:: What is asked ::
Copy out everything from the line containing "I need to verify whether the storm" down to the end of the data, replacing "storm cloud" with "rain cloud" and leaving all else as it stands.

:: Exercise materials ::
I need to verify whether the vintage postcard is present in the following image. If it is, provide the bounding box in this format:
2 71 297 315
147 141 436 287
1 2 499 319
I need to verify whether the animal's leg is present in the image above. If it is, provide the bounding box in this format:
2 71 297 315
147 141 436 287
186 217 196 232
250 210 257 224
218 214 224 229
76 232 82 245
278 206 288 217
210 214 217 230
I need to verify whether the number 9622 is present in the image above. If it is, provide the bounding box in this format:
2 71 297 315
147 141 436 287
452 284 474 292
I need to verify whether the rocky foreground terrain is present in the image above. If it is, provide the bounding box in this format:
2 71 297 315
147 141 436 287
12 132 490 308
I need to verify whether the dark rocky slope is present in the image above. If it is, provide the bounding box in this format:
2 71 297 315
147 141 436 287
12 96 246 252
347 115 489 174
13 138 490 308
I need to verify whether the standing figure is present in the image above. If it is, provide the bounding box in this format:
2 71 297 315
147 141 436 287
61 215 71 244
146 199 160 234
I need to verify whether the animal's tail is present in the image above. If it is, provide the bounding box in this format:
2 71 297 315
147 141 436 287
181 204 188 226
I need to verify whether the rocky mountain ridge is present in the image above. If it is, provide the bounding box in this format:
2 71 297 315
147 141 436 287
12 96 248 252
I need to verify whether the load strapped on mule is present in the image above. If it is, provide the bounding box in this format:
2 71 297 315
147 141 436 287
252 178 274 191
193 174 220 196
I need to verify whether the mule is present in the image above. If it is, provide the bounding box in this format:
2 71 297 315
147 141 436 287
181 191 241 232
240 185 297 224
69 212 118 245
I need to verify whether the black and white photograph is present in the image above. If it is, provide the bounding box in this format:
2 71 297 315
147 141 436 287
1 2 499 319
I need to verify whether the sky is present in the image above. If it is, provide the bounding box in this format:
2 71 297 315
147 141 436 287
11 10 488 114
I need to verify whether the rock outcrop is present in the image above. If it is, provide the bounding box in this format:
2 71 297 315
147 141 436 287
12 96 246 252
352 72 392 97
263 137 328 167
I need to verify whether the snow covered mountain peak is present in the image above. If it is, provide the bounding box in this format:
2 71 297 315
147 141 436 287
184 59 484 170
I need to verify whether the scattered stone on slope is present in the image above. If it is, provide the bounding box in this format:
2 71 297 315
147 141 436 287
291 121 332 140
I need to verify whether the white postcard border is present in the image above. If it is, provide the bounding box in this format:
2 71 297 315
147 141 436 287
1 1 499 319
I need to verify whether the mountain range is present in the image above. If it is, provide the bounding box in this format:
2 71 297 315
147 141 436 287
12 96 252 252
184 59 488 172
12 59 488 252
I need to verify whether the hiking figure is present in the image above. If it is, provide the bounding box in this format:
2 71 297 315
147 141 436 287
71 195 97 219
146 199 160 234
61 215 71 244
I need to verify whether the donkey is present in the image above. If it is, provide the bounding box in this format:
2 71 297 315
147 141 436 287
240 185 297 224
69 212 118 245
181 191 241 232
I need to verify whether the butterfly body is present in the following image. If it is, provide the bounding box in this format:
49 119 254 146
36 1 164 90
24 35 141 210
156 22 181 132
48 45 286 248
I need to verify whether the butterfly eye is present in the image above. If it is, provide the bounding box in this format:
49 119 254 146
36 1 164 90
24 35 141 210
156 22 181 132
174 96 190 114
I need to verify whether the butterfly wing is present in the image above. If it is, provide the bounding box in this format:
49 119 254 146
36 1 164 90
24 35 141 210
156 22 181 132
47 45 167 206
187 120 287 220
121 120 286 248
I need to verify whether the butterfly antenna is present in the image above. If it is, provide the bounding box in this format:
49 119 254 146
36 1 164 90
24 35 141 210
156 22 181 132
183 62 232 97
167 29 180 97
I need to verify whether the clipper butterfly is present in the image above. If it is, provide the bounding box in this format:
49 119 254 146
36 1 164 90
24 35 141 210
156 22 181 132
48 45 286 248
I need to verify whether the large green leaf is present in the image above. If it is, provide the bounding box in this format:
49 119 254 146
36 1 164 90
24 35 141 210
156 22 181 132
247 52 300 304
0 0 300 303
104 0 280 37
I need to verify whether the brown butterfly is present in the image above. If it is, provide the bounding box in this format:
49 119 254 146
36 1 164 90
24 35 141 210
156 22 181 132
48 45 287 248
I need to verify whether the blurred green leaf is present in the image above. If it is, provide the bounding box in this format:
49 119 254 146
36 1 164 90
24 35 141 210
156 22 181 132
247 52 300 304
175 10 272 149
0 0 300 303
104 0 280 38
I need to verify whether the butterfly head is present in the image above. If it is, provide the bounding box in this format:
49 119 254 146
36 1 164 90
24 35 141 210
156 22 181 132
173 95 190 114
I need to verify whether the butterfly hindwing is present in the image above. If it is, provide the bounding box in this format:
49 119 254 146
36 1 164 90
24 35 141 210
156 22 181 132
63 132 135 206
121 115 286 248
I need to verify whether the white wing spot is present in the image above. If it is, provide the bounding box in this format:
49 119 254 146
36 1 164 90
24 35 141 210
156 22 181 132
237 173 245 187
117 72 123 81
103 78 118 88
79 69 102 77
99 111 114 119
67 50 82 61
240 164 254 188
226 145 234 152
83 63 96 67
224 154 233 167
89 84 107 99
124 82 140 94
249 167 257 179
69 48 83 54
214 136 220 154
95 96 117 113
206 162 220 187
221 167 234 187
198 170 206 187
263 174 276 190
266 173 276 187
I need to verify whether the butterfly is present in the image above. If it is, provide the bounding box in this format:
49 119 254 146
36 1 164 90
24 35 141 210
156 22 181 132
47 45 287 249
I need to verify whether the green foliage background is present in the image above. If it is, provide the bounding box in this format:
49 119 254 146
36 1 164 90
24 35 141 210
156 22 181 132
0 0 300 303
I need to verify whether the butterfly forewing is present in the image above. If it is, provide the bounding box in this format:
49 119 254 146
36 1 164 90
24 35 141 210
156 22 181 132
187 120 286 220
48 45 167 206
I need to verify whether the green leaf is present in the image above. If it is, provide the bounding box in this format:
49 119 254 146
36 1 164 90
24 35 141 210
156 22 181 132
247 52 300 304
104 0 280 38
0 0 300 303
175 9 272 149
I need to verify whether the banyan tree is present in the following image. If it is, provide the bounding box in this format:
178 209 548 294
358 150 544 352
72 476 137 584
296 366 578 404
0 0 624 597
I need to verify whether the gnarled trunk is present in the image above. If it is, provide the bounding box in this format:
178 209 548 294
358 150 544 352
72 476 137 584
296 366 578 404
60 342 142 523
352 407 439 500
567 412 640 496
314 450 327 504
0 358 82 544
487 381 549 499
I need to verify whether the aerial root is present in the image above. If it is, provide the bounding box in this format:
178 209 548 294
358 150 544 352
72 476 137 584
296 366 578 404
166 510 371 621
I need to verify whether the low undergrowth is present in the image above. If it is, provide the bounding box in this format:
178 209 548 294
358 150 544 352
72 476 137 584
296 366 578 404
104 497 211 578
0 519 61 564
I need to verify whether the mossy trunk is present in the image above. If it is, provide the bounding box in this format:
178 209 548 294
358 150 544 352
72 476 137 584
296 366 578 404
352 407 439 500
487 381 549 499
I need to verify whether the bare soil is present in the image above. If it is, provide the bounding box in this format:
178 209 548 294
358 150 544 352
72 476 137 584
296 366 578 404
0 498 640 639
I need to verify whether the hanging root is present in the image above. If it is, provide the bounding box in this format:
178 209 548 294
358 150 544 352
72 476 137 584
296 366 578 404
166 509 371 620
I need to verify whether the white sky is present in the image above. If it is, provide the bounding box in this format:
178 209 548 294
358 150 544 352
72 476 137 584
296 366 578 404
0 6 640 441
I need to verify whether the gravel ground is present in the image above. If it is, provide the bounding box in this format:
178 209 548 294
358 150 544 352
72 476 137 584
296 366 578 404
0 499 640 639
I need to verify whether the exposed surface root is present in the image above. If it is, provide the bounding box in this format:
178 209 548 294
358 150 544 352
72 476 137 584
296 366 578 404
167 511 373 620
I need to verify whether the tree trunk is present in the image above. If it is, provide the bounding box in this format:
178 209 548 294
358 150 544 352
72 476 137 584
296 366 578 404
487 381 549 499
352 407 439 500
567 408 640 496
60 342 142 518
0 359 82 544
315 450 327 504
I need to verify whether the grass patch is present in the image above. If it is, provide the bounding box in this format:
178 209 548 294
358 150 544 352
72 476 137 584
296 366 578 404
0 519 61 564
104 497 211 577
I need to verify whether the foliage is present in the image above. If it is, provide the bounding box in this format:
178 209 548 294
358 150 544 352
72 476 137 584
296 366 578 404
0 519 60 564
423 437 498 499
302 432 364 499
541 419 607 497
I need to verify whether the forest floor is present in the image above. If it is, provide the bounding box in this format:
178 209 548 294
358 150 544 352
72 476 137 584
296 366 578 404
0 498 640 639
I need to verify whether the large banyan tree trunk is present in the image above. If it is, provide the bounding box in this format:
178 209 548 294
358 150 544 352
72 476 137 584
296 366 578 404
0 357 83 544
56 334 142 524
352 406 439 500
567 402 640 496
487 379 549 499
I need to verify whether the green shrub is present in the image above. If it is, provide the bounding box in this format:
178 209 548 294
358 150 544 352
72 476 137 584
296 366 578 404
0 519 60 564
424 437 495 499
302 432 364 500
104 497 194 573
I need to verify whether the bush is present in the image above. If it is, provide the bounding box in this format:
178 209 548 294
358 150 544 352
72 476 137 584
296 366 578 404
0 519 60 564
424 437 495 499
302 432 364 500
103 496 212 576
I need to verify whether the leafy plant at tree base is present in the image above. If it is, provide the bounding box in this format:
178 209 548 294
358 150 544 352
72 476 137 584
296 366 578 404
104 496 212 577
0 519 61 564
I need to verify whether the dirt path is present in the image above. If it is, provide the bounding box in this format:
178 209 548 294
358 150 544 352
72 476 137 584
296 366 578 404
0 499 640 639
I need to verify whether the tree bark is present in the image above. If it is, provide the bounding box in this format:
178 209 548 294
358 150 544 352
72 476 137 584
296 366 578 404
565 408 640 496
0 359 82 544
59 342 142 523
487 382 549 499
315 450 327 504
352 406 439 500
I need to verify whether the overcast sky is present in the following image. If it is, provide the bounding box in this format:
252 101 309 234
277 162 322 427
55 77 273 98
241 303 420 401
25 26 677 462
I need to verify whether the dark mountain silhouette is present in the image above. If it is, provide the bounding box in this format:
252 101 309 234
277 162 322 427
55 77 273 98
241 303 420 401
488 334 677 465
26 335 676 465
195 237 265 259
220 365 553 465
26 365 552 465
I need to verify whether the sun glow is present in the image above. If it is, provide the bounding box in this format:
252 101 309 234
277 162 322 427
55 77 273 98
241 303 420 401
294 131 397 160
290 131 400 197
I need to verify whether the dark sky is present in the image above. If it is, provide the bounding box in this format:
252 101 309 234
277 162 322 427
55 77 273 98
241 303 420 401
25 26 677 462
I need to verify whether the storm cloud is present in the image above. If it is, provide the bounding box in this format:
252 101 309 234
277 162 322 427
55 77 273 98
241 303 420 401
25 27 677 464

:: Written solution ::
I need to verify whether the rain cloud is present in the image above. If it is, provide the bounding box in this format:
252 101 309 234
277 162 322 427
55 77 273 98
241 303 420 401
25 27 677 464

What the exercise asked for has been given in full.